▶ [Written exercise]:
Revise the entries from the beginning through the line containing "column 77, row 421", changing "single marker" to "single dot" and leaving everything else untouched.

>>>

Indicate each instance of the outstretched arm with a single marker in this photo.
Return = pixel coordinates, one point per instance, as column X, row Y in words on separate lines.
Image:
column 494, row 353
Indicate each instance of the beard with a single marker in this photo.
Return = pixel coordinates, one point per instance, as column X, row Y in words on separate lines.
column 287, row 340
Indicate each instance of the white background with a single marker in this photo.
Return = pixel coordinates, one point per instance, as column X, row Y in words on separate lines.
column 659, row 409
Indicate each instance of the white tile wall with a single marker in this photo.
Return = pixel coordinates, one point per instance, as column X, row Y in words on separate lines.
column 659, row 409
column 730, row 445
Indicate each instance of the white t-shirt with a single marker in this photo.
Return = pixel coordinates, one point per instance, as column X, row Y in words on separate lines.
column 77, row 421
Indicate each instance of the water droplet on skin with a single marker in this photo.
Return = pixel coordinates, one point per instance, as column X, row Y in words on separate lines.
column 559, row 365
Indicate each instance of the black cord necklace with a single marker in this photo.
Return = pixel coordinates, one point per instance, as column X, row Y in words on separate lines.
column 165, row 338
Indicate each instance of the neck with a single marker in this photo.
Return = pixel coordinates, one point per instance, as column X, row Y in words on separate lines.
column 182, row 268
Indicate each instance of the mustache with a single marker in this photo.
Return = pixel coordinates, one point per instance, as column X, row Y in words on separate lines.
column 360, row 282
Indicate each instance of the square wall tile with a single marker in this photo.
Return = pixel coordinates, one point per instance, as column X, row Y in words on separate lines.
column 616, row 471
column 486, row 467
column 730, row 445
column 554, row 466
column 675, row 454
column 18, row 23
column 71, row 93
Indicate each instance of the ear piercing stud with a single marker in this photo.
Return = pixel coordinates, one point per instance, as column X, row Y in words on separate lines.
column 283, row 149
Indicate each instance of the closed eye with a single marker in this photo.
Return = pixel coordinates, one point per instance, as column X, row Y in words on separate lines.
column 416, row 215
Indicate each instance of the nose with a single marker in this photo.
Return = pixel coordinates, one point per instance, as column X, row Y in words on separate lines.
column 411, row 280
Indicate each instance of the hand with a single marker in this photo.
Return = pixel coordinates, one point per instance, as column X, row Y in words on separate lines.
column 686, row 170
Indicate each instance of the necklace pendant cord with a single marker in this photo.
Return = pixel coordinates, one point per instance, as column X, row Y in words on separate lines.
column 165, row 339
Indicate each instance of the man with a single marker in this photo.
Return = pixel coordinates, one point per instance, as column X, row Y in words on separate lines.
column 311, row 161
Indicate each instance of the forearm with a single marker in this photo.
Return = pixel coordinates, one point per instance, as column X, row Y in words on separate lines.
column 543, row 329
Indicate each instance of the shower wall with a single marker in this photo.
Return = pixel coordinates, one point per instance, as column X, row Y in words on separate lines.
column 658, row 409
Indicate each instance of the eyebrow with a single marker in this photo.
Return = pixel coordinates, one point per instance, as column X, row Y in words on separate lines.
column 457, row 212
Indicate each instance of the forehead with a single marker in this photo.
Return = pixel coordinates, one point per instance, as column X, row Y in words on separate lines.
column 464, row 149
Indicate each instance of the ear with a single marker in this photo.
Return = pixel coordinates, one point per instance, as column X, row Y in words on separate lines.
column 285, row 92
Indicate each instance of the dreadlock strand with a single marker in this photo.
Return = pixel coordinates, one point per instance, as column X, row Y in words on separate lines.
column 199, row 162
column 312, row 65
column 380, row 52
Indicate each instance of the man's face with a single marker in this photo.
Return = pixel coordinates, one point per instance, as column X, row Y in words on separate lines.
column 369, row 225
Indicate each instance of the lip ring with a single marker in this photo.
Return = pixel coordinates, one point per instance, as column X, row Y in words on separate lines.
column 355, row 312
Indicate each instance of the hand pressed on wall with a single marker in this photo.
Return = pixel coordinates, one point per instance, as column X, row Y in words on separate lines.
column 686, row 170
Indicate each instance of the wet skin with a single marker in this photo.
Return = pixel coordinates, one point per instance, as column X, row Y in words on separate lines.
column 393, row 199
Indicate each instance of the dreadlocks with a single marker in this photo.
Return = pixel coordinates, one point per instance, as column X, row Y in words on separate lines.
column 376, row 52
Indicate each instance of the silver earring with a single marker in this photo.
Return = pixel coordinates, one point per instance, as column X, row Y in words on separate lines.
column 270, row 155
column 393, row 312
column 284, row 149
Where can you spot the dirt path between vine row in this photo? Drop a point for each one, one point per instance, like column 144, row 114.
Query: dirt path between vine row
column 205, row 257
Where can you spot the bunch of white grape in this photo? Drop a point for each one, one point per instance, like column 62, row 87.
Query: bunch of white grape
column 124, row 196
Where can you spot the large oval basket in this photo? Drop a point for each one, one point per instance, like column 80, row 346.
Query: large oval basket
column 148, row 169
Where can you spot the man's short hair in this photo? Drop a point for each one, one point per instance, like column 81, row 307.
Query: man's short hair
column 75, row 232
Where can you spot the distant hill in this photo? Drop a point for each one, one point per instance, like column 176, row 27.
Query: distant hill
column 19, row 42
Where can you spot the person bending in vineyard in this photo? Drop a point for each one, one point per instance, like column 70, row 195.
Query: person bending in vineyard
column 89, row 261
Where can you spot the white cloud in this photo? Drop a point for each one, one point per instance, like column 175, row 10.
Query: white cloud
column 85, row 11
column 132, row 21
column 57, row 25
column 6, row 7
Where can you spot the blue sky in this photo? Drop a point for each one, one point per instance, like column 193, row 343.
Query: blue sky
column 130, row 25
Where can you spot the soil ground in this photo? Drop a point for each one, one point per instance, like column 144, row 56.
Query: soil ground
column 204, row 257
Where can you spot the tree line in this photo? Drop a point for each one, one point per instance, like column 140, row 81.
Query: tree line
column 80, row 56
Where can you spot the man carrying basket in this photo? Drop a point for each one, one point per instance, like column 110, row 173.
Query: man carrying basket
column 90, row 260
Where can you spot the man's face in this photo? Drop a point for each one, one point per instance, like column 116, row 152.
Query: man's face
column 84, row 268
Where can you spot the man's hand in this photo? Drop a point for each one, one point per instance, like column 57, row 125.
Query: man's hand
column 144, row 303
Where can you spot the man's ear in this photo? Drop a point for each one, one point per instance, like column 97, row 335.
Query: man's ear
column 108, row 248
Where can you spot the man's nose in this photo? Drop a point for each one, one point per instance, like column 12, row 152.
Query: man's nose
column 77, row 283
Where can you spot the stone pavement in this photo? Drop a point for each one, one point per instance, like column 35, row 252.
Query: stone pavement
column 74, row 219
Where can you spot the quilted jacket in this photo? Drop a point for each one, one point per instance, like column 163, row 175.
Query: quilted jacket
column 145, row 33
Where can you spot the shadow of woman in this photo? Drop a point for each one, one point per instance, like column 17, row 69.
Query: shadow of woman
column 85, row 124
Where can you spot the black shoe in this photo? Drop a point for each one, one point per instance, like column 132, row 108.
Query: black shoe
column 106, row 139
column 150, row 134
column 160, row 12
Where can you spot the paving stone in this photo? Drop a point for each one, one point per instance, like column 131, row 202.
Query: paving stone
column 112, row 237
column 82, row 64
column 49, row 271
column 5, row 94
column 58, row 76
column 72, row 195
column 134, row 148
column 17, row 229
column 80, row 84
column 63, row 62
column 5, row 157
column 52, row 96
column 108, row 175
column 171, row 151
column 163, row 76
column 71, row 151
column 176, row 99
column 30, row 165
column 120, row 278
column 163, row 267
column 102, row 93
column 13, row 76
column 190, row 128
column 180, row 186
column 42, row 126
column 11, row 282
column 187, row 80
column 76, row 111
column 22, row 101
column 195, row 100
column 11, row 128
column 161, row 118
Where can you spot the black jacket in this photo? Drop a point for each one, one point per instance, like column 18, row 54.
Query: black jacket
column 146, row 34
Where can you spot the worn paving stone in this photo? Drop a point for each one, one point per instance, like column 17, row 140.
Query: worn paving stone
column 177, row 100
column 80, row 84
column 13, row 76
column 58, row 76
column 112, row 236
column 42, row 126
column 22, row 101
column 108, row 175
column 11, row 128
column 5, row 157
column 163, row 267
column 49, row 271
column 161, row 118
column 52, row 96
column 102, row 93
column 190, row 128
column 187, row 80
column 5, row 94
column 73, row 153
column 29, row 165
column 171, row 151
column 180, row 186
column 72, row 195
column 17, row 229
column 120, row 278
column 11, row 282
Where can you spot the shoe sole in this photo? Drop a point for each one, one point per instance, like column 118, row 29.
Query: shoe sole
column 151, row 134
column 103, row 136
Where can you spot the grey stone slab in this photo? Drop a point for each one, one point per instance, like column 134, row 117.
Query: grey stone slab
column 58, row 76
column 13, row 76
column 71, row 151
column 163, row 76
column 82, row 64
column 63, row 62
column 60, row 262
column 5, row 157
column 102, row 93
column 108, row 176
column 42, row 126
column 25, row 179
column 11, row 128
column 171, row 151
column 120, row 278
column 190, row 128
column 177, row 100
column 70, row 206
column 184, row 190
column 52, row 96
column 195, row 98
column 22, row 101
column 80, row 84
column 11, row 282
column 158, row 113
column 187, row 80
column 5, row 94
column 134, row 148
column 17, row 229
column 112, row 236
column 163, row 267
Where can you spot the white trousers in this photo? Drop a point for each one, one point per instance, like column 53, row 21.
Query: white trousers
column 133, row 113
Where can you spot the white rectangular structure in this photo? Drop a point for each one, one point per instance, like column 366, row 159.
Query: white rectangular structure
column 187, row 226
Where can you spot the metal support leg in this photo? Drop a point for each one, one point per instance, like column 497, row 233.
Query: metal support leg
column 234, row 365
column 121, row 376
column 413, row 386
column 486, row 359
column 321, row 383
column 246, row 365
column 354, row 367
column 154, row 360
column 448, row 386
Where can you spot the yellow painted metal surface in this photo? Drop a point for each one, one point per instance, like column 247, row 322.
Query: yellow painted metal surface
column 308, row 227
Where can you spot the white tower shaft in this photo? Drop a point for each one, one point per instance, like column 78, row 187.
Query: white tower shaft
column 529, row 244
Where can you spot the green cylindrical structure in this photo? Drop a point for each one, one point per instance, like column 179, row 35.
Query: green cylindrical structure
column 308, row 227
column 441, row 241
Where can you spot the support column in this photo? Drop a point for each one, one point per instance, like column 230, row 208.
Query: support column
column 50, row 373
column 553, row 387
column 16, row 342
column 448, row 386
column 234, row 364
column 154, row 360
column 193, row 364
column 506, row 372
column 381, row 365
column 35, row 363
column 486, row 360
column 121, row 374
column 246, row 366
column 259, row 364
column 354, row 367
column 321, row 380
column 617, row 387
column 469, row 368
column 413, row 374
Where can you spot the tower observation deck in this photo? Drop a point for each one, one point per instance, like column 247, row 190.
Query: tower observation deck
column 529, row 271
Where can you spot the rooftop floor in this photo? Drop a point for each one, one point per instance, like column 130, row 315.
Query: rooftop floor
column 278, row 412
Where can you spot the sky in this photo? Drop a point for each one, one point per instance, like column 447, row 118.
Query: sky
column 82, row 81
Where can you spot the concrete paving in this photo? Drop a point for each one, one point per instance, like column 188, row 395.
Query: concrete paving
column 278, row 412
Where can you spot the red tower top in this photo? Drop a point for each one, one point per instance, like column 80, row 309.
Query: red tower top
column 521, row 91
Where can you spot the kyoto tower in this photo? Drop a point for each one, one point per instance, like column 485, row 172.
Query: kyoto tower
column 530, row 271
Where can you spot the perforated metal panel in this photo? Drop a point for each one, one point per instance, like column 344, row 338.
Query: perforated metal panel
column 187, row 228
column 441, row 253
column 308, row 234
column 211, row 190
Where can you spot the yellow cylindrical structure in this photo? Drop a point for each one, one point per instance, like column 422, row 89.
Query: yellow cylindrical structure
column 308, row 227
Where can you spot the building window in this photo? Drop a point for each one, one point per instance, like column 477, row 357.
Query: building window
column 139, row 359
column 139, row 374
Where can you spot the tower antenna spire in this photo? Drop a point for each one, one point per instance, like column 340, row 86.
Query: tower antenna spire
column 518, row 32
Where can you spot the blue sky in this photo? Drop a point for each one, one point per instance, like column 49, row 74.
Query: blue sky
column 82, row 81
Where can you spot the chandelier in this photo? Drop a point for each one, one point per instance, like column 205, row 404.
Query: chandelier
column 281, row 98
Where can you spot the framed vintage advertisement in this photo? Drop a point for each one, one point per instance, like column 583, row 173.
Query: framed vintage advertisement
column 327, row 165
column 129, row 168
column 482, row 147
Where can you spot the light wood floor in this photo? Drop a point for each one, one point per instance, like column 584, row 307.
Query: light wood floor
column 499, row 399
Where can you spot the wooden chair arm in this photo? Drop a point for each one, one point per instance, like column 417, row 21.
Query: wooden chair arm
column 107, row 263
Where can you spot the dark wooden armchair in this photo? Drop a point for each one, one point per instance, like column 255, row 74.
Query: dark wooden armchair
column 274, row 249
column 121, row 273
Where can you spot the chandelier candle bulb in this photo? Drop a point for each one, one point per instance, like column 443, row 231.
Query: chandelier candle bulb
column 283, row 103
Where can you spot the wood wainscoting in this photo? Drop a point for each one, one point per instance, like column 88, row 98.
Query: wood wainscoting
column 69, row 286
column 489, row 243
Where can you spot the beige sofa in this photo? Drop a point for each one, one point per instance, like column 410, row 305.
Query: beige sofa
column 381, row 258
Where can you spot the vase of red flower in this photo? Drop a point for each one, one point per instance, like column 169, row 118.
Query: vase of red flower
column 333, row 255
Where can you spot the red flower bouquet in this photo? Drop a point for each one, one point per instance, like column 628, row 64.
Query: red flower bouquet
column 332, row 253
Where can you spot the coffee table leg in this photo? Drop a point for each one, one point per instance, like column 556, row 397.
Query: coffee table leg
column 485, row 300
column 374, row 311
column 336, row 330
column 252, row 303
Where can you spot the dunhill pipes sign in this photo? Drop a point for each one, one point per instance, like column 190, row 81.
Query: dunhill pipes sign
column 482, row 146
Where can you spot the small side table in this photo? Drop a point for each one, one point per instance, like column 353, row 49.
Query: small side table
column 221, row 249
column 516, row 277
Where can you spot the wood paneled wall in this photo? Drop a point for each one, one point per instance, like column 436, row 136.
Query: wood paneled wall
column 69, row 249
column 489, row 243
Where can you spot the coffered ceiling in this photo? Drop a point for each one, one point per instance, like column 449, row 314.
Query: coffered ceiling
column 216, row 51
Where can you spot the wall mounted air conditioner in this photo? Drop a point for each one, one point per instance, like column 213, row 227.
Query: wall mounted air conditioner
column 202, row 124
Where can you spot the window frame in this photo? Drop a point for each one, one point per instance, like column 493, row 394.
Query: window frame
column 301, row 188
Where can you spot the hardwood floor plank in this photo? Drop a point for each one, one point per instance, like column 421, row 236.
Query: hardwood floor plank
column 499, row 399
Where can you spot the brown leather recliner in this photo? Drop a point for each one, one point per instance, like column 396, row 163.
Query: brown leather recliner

<<<

▶ [Reply]:
Indicate each instance of the outstretched arm with a single dot in this photo.
Return = pixel coordinates, one point per instance, as column X, row Y in words on separate lines.
Image:
column 494, row 353
Indicate each instance of the beard with a single dot in this photo.
Return = pixel coordinates, one point per instance, as column X, row Y in words on separate lines.
column 287, row 340
Indicate each instance of the white background with a single dot in this photo.
Return = pixel coordinates, one point per instance, as column X, row Y in words on separate lines.
column 659, row 409
Indicate each instance of the white tile wall with a single dot in this photo.
Return = pixel coordinates, one point per instance, as column X, row Y in words on separate lines.
column 659, row 409
column 730, row 445
Indicate each instance of the white t-shirt with a single dot in this photo.
Return = pixel coordinates, one point per instance, as column X, row Y in words on separate lines.
column 77, row 421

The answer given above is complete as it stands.